*TASK ITEM*. Would you set down the data that follows, word for word, without any pictures?

== == ==

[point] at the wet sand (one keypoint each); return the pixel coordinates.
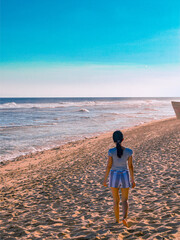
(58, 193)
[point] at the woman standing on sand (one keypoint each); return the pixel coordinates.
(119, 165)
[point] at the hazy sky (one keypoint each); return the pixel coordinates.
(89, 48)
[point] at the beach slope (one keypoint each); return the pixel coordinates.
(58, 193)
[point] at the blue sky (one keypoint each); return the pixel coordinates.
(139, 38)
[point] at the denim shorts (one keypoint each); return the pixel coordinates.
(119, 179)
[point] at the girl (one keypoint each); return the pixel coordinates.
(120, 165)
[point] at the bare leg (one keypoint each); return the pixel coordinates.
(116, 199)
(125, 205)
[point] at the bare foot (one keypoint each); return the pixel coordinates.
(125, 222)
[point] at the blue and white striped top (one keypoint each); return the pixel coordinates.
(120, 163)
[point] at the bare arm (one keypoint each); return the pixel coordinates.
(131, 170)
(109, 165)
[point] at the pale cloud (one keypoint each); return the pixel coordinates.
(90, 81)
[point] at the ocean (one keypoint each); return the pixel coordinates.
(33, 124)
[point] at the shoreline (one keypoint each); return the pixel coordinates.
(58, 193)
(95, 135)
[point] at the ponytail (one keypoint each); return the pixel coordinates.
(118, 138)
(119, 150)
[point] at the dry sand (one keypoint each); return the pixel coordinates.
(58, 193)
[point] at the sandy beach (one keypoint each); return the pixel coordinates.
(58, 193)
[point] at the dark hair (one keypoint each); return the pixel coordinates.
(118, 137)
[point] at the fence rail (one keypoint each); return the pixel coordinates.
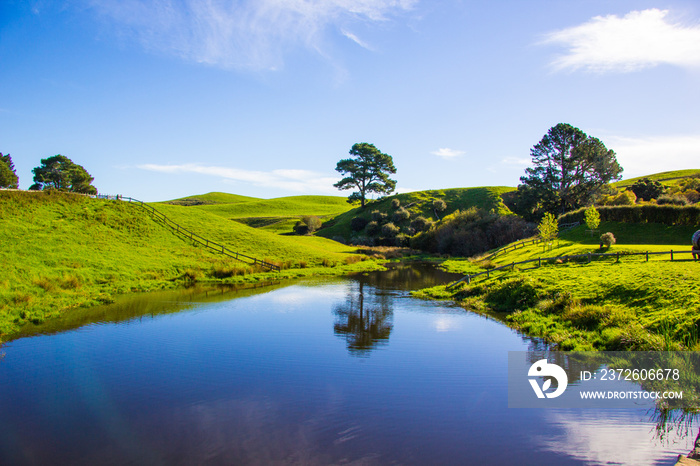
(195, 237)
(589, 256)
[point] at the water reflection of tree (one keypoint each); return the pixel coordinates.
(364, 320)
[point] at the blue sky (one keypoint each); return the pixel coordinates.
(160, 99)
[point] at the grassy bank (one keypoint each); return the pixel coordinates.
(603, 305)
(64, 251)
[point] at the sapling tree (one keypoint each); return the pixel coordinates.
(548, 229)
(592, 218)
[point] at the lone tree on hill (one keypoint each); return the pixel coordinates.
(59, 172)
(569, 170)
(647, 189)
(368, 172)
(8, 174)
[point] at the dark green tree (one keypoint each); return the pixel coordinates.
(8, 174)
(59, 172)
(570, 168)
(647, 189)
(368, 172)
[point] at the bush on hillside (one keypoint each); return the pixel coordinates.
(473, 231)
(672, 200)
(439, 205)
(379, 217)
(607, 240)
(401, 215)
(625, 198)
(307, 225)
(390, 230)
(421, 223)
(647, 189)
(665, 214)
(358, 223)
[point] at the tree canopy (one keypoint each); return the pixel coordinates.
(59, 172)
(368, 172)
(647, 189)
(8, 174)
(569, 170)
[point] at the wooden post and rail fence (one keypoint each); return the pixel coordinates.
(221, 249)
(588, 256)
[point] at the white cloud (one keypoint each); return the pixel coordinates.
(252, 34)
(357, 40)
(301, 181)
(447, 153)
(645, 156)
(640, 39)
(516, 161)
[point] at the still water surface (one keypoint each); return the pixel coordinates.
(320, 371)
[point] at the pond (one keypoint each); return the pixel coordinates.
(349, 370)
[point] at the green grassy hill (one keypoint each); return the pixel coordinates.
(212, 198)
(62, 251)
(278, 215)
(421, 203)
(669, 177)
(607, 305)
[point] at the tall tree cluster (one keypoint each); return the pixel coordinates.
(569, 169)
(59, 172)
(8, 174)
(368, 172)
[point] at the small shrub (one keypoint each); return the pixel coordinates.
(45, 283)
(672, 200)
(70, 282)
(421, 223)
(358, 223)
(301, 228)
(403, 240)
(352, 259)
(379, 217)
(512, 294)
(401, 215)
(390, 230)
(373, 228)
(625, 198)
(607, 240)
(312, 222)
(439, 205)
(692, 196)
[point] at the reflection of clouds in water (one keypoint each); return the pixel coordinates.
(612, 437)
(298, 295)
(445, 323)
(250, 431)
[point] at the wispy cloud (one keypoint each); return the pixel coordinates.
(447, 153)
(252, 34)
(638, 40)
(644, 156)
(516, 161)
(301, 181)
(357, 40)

== == ==

*ANSWER TO THE PROBLEM*.
[point] at the wet sand (one keypoint each); return the pixel coordinates.
(58, 193)
[point] at the woman standing on sand (one keypoint each); return the pixel coordinates.
(119, 165)
[point] at the hazy sky (one keypoint each); return the pixel coordinates.
(89, 48)
[point] at the beach slope (one keypoint each); return the pixel coordinates.
(58, 193)
[point] at the blue sky (one keypoint each); return the pixel coordinates.
(139, 38)
[point] at the denim shorts (one keypoint each); return the pixel coordinates.
(119, 179)
[point] at the girl (one keypoint each); return the pixel coordinates.
(120, 165)
[point] at the bare leg (one keypoint each); return the pixel coordinates.
(116, 199)
(125, 205)
[point] at the bare foot (one keypoint each); return the pixel coordinates.
(125, 222)
[point] at the blue and white striped top (one keypoint each); return the pixel coordinates.
(120, 163)
[point] at the bare arm (one keypoint each); return the pixel coordinates.
(131, 170)
(109, 165)
[point] at the pale cloud (one keypoint each); return the pixel coordinates.
(90, 81)
[point] at the ocean (one keypoint each); return the pixel coordinates.
(33, 124)
[point] at the shoreline (one keypoint each); return the pixel coordinates.
(58, 193)
(95, 135)
[point] at the ponytail (one keypoint each); return the pixel coordinates.
(118, 138)
(119, 150)
[point] at the dry sand (one keypoint each); return the pixel coordinates.
(58, 193)
[point] at the sandy beach (one keypoint each); return the pixel coordinates.
(58, 193)
[point] at the dark hair (one keypoint each); return the pixel coordinates.
(118, 137)
[point] at the fence rail (one keypoint each); return the pixel coordinates.
(195, 237)
(589, 256)
[point] at the water reflection of tree (one keypoint each); return the pixel coordinates.
(364, 320)
[point] at the blue sky (one keypoint each); return the pixel coordinates.
(160, 99)
[point] at the grassy bank (one keypoint each); return the pixel coordinates.
(603, 305)
(64, 251)
[point] at the sapling tree (one keypoint each); return the pixel coordinates.
(548, 229)
(592, 218)
[point] at the lone tree on hill (one keypoint each); return the pixel coordinates.
(59, 172)
(569, 170)
(647, 189)
(368, 172)
(8, 174)
[point] at the dark green tree (one keypoint each); return the pixel coordinates.
(8, 174)
(59, 172)
(570, 168)
(647, 189)
(368, 172)
[point] at the bush on hillside (one keypoint each); return the pixel coordinates.
(473, 231)
(672, 200)
(439, 205)
(379, 217)
(607, 240)
(401, 215)
(625, 198)
(307, 225)
(390, 230)
(421, 223)
(647, 189)
(665, 214)
(358, 223)
[point] at the tree canopy (one keypoint each); return the pixel coordinates.
(59, 172)
(368, 172)
(647, 189)
(8, 174)
(569, 170)
[point] at the wooden post and rail fence (one keypoint each); return the pixel coordinates.
(221, 249)
(588, 256)
[point] at the white cloud (one keypoint each); return the pixel coordinates.
(252, 34)
(357, 40)
(301, 181)
(447, 153)
(645, 156)
(640, 39)
(516, 161)
[point] at the still water surface (one keypoint each); return the pixel coordinates.
(320, 371)
[point] at the pond (one keypoint each); return the pixel coordinates.
(349, 370)
[point] at the green grassy hill (one keypoint each); return the pixel coordinates.
(212, 198)
(62, 251)
(278, 215)
(421, 203)
(669, 177)
(607, 305)
[point] at the tall tree cluster (one keypoint each); return the pixel coordinates.
(569, 169)
(59, 172)
(8, 174)
(368, 172)
[point] at the small shrub (one keypoint each); return the pixel coordinates.
(45, 283)
(672, 200)
(70, 282)
(421, 223)
(358, 223)
(301, 228)
(403, 240)
(352, 259)
(379, 217)
(512, 294)
(401, 215)
(390, 230)
(373, 228)
(625, 198)
(607, 240)
(312, 222)
(439, 205)
(692, 196)
[point] at the reflection of clouds in water (one keypoint each); return the pixel coordinates.
(612, 437)
(298, 295)
(445, 323)
(250, 431)
[point] at the wispy cloud (one keypoint each); return the pixel coordinates.
(447, 153)
(252, 34)
(638, 40)
(644, 156)
(516, 161)
(301, 181)
(357, 40)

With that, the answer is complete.